Africa 7.9.2016 12:53 pm

Families left in the dark after deadly prison fire

Fire stock image.

Fire stock image.

The remainder of the prison population were transferred to various other correctional facilities as large parts of the Kilinto facility was damaged.

Families and relatives of prisoners are desperate for answers after Ethiopia’s high-security prison, Kilinto, located on the outskirts, south of the capital Addis Ababa, caught fire on Saturday.

The fire broke out at about 8.10am and lasted a “good two hours” before the fire brigade from the Addis Ababa Fire and Emergency Prevention and Rescue Agency arrived at the scene.

State media, quoting an exclusive statement sent to it from the Government Communications Affairs Office (GCAO), said that 23 inmates had died, among which 21 from a stampede, burns and suffocation, while two were shot dead as they were apparently trying to escape.

Though the cause of the blaze remains unknown, the government says it is still investigating. However, families are anxious to know the whereabouts of their loved ones.

“I do not know where my son is. Is he shot dead or burnt alive or even is he alive? I have no idea. I rampaged everywhere in the prison compound, shouting and asking for him. I searched for him in hospitals, but no one tells me anything, and I could not find my son,” bemoaned Muchit Teka, the mother of Yonatan Tesfaye, a young senior opposition Blue Party member and prominent rights activist.

Tesfaye, the spokesperson of the opposition Semayawi (Blue) party, was arrested in December 2015 and held in lengthy pretrial detention for comments he posted on Facebook. He was held without charge for months, and it was not until May 4 this year that he was charged with “incitement, planning, preparation, conspiracy and attempt” to commit a terrorist act.

The government says his posts against a government plan to extend the capital’s administrative authority to the Oromia region were in pursuit of the objectives of the Oromo Liberation Front (OLF), which it considers a terrorist organisation.

“Even if they are dead they should let us know, as it is a customary and the right thing to do to rest the dead properly,” Teka cried.

“How can they be silent about this? Don’t they have families? What if they were in our shoes?”

Tesfaye’s mother was not the only one lamenting the silence of the government in the wake of the deadly blaze. The compound is being guarded by security forces but families are waiting on the streets around it for information, while others desperately search hospital records.

DATA UNDER STUDY:
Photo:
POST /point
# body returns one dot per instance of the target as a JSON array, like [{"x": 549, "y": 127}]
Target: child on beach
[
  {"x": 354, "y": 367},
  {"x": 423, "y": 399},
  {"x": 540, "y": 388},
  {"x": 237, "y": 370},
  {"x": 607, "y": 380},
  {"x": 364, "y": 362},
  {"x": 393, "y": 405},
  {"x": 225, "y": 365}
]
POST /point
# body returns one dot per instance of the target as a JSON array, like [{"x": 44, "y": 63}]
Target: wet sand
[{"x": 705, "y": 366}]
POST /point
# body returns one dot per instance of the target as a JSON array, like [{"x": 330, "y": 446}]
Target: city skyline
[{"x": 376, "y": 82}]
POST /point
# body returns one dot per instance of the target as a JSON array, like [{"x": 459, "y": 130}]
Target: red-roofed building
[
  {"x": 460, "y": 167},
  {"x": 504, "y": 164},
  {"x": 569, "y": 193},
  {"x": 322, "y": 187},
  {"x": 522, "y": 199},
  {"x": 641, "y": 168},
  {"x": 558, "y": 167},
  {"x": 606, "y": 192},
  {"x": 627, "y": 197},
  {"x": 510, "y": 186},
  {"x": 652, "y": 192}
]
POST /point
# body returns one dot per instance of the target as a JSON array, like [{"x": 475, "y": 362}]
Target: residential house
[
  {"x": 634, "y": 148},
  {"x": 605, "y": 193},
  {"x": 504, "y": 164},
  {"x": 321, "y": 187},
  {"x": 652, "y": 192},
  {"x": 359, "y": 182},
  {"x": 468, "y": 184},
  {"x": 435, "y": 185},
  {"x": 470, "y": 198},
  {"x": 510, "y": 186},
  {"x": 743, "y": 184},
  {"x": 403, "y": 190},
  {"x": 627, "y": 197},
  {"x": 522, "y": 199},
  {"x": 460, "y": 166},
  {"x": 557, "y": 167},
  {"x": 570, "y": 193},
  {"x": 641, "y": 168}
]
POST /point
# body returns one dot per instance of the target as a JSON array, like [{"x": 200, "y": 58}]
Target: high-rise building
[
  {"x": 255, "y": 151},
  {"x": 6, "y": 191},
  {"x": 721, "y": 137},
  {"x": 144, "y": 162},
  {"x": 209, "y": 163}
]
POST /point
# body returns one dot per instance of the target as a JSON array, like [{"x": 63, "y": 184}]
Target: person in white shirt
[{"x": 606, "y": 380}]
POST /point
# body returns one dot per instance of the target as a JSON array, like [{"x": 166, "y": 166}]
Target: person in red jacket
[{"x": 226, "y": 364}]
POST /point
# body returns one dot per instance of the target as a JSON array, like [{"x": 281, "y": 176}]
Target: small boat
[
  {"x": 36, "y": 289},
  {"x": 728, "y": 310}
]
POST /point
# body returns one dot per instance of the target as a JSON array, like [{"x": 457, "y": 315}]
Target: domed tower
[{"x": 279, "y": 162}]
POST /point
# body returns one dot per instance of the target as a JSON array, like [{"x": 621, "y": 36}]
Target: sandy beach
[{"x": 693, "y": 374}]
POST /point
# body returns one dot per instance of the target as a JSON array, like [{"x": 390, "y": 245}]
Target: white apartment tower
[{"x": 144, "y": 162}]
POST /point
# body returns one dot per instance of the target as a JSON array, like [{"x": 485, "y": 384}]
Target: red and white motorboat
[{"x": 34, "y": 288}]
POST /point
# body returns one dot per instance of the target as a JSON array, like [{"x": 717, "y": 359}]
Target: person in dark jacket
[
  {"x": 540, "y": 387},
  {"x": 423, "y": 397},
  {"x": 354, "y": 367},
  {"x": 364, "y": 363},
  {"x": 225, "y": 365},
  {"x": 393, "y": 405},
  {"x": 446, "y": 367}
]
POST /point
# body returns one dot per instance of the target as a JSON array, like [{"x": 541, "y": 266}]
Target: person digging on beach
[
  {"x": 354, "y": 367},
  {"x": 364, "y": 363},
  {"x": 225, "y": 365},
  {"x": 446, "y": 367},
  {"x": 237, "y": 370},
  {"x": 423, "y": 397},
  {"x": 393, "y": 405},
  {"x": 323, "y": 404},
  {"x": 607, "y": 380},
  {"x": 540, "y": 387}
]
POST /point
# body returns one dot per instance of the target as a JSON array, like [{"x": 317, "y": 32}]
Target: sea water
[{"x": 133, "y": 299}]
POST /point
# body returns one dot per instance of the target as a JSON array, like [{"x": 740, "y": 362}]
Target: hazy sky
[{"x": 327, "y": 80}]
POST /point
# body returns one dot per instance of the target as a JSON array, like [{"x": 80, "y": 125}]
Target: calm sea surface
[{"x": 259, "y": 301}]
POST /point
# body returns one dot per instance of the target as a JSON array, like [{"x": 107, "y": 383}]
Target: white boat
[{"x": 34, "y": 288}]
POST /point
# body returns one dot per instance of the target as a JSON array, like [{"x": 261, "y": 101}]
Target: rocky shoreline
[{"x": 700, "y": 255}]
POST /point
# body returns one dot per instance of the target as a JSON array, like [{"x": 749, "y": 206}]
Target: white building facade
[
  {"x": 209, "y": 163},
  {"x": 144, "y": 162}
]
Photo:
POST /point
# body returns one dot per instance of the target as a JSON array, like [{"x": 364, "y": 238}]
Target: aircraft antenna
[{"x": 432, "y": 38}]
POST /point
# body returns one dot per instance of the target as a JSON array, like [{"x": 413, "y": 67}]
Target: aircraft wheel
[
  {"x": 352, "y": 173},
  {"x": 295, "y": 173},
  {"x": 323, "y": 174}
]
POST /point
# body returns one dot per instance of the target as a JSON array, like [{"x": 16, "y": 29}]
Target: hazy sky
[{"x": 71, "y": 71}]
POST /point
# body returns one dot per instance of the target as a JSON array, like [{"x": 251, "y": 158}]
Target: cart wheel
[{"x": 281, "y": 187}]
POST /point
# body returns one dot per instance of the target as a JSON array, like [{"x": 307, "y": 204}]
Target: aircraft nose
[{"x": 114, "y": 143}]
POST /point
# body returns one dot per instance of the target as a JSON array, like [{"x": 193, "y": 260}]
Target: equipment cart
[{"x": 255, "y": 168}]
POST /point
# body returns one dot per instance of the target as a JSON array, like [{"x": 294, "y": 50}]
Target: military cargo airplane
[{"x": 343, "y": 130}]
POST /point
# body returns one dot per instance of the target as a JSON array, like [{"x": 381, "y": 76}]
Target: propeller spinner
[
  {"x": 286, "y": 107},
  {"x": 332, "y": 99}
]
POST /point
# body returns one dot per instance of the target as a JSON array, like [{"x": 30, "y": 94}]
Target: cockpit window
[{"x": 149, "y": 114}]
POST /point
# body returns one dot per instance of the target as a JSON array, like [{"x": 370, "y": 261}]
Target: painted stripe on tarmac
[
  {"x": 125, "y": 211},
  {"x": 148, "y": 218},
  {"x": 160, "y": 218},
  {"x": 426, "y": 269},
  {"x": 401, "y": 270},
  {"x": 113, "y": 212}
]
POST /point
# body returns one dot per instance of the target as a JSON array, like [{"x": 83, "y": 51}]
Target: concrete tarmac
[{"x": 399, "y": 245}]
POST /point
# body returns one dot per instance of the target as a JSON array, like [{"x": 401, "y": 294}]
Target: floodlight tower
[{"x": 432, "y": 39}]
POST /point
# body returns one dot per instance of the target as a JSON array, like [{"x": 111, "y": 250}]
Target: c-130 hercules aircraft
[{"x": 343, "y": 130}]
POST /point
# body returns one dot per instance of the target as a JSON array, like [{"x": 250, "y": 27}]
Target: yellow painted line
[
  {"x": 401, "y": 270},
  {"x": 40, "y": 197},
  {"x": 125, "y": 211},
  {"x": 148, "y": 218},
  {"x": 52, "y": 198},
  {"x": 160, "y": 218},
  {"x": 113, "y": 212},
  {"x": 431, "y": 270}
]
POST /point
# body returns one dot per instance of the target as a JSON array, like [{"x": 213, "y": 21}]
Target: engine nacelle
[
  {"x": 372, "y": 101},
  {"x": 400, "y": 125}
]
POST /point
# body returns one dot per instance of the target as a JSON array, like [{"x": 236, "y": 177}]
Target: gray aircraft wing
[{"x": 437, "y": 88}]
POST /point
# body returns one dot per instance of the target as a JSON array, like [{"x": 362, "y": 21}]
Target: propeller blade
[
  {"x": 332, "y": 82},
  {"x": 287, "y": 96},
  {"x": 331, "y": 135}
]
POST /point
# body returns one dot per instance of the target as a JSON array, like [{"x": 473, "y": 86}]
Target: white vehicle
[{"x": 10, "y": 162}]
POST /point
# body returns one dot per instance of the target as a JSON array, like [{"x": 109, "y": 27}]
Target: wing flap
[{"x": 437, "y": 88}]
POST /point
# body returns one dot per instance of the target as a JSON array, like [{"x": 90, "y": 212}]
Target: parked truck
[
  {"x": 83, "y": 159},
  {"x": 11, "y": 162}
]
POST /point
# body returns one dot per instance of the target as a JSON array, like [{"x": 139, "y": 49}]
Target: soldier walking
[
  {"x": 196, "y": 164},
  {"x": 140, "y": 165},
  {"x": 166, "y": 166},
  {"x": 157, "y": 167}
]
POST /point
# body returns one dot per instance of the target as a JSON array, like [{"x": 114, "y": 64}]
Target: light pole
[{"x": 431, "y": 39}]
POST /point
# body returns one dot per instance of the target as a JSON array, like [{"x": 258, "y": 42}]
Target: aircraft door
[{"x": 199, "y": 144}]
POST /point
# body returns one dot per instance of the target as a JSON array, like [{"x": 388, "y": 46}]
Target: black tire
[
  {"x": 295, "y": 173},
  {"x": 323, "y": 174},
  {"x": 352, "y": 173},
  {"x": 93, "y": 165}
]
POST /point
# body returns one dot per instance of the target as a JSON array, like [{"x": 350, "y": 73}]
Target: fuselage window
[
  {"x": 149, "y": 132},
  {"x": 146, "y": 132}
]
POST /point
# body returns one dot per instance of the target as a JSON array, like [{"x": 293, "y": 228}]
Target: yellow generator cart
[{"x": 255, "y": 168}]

EXPLORE THE MATERIAL:
**a.** Answer these questions using the article about the Kilinto prison fire:
(i) At about what time did the fire break out?
(ii) How many inmates died, according to the statement quoted by state media?
(iii) On what date was Yonatan Tesfaye charged?
**b.** From the article about the Kilinto prison fire, extract the passage starting at "State media, quoting" and ending at "prominent rights activist.".
**c.** Continue the article about the Kilinto prison fire from its last sentence.

ACTIVITY ANSWERS:
**a.**
(i) About 8.10am
(ii) 23
(iii) May 4

**b.**
State media, quoting an exclusive statement sent to it from the Government Communications Affairs Office (GCAO), said that 23 inmates had died, among which 21 from a stampede, burns and suffocation, while two were shot dead as they were apparently trying to escape.

Though the cause of the blaze remains unknown, the government says it is still investigating. However, families are anxious to know the whereabouts of their loved ones.

“I do not know where my son is. Is he shot dead or burnt alive or even is he alive? I have no idea. I rampaged everywhere in the prison compound, shouting and asking for him. I searched for him in hospitals, but no one tells me anything, and I could not find my son,” bemoaned Muchit Teka, the mother of Yonatan Tesfaye, a young senior opposition Blue Party member and prominent rights activist.

**c.**
“We searched for them in hospitals and the prison but they are not there and no one would tell us. The government has the responsibility to inform where our families are,” said Bontu Bekele – Son of Bekele Gerba, a prominent politician and deputy chairperson of the Oromo Federalist Congress (OFC).

Local media reported that two buildings as well as recreational and other facilities that inmates used were damaged by the fire. According to reports, nine injured inmates and police members are receiving medical treatment.

The remainder of the prison population were transferred to various other correctional facilities as large parts of the Kilinto facility was damaged.

The ruling Ethiopian People’s Revolutionary Democratic Front is a multi-ethnic coalition made up of four parties. The opposition and political analysts, though, say it is dominated by the Tigrayan People’s Liberation Front. This is the main cause for the unrest, which, according to the New York-based Human Rights Watch group, has seen at least 500 people killed by security forces since the protests began in November.

Though demonstrations first started among Ethiopian Muslim communities in 2012 demanding equal rights of people, it later spread to Ethiopia’s biggest ethnic group, the Oromo, and then to the Amhara, the second most populous group.

The Ethiopian government, which is a close ally of many Western nations because of its strategic geographical location in the region, last month rejected a United Nations request that it send observers, saying it alone was responsible for the security of its citizens.

Various international organisations have released statements expressing their “grave concern” at the deteriorating situation in the country.

The Ethiopian People’s Revolutionary Democracy Front, which is often accused by rights groups of regularly cracking down on the opposition and jailing journalists, won every seat in the 547- seat parliament in elections last year.